Please lay out the rows below as a JSON list of strings, with one string for each line and any blank lines left out.
** START OF Exercise data **
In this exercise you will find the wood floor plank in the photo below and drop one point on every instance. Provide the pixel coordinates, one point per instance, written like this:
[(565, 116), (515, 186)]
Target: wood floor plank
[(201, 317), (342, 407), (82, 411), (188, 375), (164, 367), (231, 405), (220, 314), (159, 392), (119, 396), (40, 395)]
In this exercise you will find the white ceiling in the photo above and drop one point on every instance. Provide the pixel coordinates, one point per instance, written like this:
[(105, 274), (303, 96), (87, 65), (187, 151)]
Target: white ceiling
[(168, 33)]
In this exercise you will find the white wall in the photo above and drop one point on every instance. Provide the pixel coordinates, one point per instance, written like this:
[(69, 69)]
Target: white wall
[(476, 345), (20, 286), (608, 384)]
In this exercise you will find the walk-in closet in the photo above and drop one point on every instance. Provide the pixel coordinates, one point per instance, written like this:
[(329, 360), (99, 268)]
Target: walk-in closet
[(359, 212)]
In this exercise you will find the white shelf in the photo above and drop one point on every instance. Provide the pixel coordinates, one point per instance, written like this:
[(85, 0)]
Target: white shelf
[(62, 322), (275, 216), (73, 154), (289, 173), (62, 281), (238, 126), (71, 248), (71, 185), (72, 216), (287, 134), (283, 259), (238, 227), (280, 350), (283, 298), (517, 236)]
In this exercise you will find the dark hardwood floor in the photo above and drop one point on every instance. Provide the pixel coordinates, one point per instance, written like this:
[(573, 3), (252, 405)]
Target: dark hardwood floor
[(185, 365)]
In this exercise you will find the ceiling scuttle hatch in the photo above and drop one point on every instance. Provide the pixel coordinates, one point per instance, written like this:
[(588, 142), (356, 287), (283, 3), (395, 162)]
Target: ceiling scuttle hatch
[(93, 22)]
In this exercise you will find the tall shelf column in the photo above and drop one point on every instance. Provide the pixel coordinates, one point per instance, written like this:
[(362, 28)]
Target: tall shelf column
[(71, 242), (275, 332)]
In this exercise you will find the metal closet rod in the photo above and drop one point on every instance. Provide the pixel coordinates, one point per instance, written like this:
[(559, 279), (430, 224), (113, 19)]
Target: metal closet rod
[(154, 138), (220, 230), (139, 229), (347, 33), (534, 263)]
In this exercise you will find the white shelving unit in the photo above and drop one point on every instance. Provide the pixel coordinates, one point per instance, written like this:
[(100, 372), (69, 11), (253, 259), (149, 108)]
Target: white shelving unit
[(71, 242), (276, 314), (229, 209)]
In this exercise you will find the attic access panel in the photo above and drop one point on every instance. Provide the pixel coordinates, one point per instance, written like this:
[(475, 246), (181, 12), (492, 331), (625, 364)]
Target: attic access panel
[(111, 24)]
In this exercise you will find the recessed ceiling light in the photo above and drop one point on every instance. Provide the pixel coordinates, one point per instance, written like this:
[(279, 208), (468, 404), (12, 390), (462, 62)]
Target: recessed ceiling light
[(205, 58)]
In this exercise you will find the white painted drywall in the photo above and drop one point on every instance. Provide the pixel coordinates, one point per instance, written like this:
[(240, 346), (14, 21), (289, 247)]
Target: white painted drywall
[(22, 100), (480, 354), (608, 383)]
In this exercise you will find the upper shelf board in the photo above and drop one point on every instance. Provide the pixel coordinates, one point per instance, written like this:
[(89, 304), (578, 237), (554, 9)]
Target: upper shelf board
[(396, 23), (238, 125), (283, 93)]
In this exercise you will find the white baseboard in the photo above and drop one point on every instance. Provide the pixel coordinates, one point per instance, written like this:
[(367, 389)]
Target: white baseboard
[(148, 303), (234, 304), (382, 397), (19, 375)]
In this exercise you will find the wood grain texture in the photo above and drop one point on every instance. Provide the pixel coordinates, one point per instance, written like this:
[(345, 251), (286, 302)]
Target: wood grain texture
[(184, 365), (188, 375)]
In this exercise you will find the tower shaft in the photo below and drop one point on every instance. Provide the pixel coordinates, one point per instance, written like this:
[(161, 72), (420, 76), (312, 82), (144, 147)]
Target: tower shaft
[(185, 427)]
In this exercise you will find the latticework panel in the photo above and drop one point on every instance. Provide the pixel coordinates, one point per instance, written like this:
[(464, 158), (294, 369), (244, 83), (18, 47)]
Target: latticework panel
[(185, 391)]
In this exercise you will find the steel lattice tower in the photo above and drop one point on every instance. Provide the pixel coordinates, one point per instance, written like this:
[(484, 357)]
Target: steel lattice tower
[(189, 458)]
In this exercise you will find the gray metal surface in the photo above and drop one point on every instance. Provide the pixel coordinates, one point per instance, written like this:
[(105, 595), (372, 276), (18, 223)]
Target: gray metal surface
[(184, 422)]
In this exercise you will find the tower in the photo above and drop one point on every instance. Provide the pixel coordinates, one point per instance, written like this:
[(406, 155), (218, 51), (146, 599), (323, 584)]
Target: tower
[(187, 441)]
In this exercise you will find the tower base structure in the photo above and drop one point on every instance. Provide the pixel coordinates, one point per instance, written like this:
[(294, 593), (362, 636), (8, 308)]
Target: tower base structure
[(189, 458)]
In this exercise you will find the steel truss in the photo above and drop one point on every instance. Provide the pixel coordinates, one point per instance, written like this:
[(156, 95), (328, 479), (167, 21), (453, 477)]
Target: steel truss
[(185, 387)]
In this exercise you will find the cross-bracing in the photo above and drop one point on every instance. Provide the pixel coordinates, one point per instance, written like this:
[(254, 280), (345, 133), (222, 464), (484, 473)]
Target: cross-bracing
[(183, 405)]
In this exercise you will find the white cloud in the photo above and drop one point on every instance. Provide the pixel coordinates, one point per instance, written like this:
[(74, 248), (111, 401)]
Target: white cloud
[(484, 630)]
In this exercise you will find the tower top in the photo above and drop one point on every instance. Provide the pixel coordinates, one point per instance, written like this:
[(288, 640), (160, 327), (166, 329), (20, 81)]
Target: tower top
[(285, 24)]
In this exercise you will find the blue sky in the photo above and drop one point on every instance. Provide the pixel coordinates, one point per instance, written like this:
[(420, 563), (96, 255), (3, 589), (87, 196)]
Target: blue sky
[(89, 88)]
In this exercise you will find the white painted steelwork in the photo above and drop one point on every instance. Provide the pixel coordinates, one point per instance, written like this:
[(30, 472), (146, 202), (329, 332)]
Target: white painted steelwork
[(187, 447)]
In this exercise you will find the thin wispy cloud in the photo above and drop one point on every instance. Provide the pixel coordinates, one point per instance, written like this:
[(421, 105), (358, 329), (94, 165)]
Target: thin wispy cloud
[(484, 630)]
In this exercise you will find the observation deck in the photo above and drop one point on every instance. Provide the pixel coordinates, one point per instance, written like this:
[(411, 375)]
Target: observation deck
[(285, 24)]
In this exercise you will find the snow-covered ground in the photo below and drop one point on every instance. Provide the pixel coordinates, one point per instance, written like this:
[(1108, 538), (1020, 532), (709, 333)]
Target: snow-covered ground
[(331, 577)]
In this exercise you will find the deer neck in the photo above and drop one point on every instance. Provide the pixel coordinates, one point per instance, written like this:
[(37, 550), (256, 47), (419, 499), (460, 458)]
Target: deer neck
** END OF Exercise data **
> _Exercise result_:
[
  "In this exercise you will find the wood floor plank in the photo below and drop one point on every instance. Provide the pixel coordinates, one point per instance, written like this:",
  "[(565, 116), (515, 186)]",
  "Target: wood floor plank",
  "[(201, 317), (342, 407), (82, 411), (188, 375), (164, 367), (231, 405), (220, 314), (159, 392), (119, 396), (40, 395)]",
  "In this exercise you will find the white ceiling in the photo above and drop one point on every instance. Provide the pixel coordinates, one point per instance, written like this:",
  "[(105, 274), (303, 96), (87, 65), (187, 151)]",
  "Target: white ceiling",
  "[(168, 33)]",
  "In this exercise you will find the white wall in the photo above and drop one point on every instance. Provide the pixel coordinates, one point per instance, written like this:",
  "[(69, 69)]",
  "Target: white wall",
  "[(476, 345), (20, 286), (608, 384)]",
  "In this exercise you will find the walk-in closet in the photo above and drop one point on every instance. Provide the pixel coordinates, one point per instance, written like this:",
  "[(329, 360), (99, 268)]",
  "Target: walk-in closet",
  "[(359, 212)]",
  "In this exercise you will find the white shelf in the photo above and drop one point on every instance. Provide the pixel coordinates, one point per instance, written like this:",
  "[(85, 0)]",
  "Target: white shelf",
  "[(62, 322), (275, 216), (73, 154), (289, 173), (62, 281), (238, 126), (71, 248), (71, 185), (72, 216), (287, 134), (283, 259), (238, 227), (280, 350), (283, 298), (517, 236)]",
  "In this exercise you will find the dark hardwood floor in the photo above and drop one point on every instance. Provide the pixel coordinates, one point per instance, written like this:",
  "[(573, 3), (252, 405)]",
  "Target: dark hardwood floor",
  "[(185, 365)]",
  "In this exercise you will find the ceiling scuttle hatch in the photo above and drop one point on every instance. Provide the pixel coordinates, one point per instance, written like this:",
  "[(588, 142), (356, 287), (283, 3), (395, 162)]",
  "Target: ceiling scuttle hatch",
  "[(93, 22)]",
  "In this exercise you will find the tall shelf column in the photo above and drop one point on every instance. Provide the pixel coordinates, one point per instance, written like this:",
  "[(362, 28)]",
  "Target: tall shelf column",
  "[(71, 242), (275, 332)]",
  "In this exercise you will find the metal closet rod in the photo above and drop one point on every instance. Provide the pixel coordinates, one point per instance, written like this:",
  "[(559, 279), (430, 224), (113, 19)]",
  "Target: metal closet rod",
  "[(154, 138), (220, 230), (139, 229), (347, 33), (534, 263)]",
  "In this exercise you will find the white shelving unit in the photo above and drop one point on every instance. Provide the pixel coordinates, one point per instance, written like this:",
  "[(100, 372), (69, 11), (253, 259), (149, 108)]",
  "Target: white shelving unit",
  "[(71, 242), (276, 314), (229, 209)]",
  "In this exercise you will find the attic access panel in the photo above and drop one point on every instance. Provide the pixel coordinates, one point per instance, written like this:",
  "[(475, 246), (181, 12), (492, 331), (625, 364)]",
  "Target: attic access panel",
  "[(111, 24)]",
  "In this exercise you will find the recessed ceiling light in the photo above and drop one point on every instance. Provide the pixel coordinates, one point per instance, written like this:",
  "[(279, 208), (468, 404), (12, 390), (462, 62)]",
  "Target: recessed ceiling light",
  "[(205, 58)]",
  "In this exercise you will find the white painted drywall in the photo above and drop one point on every instance. Provide the pixel coordinates, one point per instance, written like this:",
  "[(240, 346), (14, 21), (289, 247)]",
  "Target: white painted drywall",
  "[(22, 100), (480, 354), (608, 383)]",
  "In this exercise you will find the upper shelf board in the photo above and drop one point on every instance. Provide the pixel coordinates, one point per instance, written like this:",
  "[(89, 304), (578, 237), (554, 9)]",
  "Target: upper shelf board",
  "[(396, 23), (238, 125), (283, 93)]",
  "In this exercise you will find the white baseboard in the photo above and drop one point on every instance. Provide the pixel coordinates, one point per instance, written like this:",
  "[(367, 389)]",
  "Target: white baseboard",
  "[(148, 303), (234, 304), (382, 397), (19, 375)]",
  "In this exercise you will find the wood grain texture in the photo above and drop one point on every instance. Provide the pixel coordinates, one point per instance, written like this:",
  "[(345, 251), (286, 302)]",
  "Target: wood grain texture",
  "[(184, 365), (188, 375)]",
  "In this exercise you will find the tower shaft in the photo below and drop one point on every instance. Provide the pixel coordinates, one point per instance, written like this:",
  "[(161, 72), (420, 76), (312, 82), (144, 147)]",
  "Target: tower shaft",
  "[(185, 427)]",
  "In this exercise you will find the latticework panel in the photo above and drop one point on every instance. Provide the pixel coordinates, one point per instance, written like this:",
  "[(464, 158), (294, 369), (244, 83), (18, 47)]",
  "Target: latticework panel",
  "[(185, 391)]",
  "In this exercise you will find the steel lattice tower in the photo above and drop one point on every instance. Provide the pixel coordinates, one point per instance, written like this:",
  "[(484, 357)]",
  "Target: steel lattice tower",
  "[(189, 458)]",
  "In this exercise you will find the gray metal surface in the photo above and drop one point on every instance. Provide the pixel coordinates, one point per instance, written like this:",
  "[(105, 595), (372, 276), (18, 223)]",
  "Target: gray metal surface",
  "[(184, 422)]",
  "In this exercise you will find the tower in the photo above and drop one point on every instance. Provide the pixel coordinates, one point per instance, written like this:",
  "[(406, 155), (218, 51), (146, 599), (323, 584)]",
  "Target: tower",
  "[(187, 441)]",
  "In this exercise you will find the tower base structure in the photo above and drop one point on every instance. Provide the pixel coordinates, one point per instance, written like this:",
  "[(294, 593), (362, 636), (8, 308)]",
  "Target: tower base structure",
  "[(189, 458)]",
  "In this exercise you will find the steel truss in the photo above and drop one point on every instance. Provide the pixel coordinates, one point per instance, written like this:",
  "[(156, 95), (328, 479), (167, 21), (453, 477)]",
  "Target: steel truss",
  "[(185, 387)]",
  "In this exercise you will find the cross-bracing in the photo above and drop one point on every instance. Provide the pixel coordinates, one point per instance, written like this:",
  "[(254, 280), (345, 133), (222, 464), (484, 473)]",
  "Target: cross-bracing",
  "[(183, 405)]",
  "In this exercise you will find the white cloud in the photo above and drop one point on every instance. Provide the pixel coordinates, one point per instance, written like this:",
  "[(74, 248), (111, 401)]",
  "Target: white cloud",
  "[(484, 630)]",
  "In this exercise you will find the tower top in the photo above and drop one point on every instance. Provide the pixel coordinates, one point per instance, written like this:",
  "[(288, 640), (160, 327), (166, 329), (20, 81)]",
  "Target: tower top",
  "[(285, 24)]",
  "In this exercise you will find the blue sky in the photo above and drop one point on every instance. Provide the pixel coordinates, one point per instance, written like this:",
  "[(420, 563), (96, 255), (3, 589), (87, 196)]",
  "Target: blue sky",
  "[(89, 88)]",
  "In this exercise you will find the white painted steelwork in the photo above and drop one point on every instance. Provide the pixel coordinates, one point per instance, written like this:",
  "[(30, 472), (146, 202), (329, 332)]",
  "Target: white painted steelwork",
  "[(187, 447)]",
  "In this exercise you will find the thin wispy cloud in the photo above and drop one point on every instance. Provide the pixel coordinates, one point per instance, written like this:",
  "[(421, 105), (358, 329), (94, 165)]",
  "Target: thin wispy cloud",
  "[(484, 630)]",
  "In this exercise you will find the observation deck in the photo above and drop one point on every instance. Provide the pixel coordinates, one point per instance, written like this:",
  "[(411, 375)]",
  "Target: observation deck",
  "[(285, 24)]",
  "In this exercise you will find the snow-covered ground in the photo below and drop one point on every instance. Provide the pixel coordinates, one point per instance, written like this:",
  "[(1108, 538), (1020, 532), (709, 333)]",
  "Target: snow-covered ground",
  "[(331, 577)]",
  "In this exercise you will find the deer neck in the photo above and drop one point on every instance. Provide the pixel coordinates, one point per instance, written like this:",
  "[(37, 550), (256, 47), (419, 499), (460, 458)]",
  "Target: deer neck"
]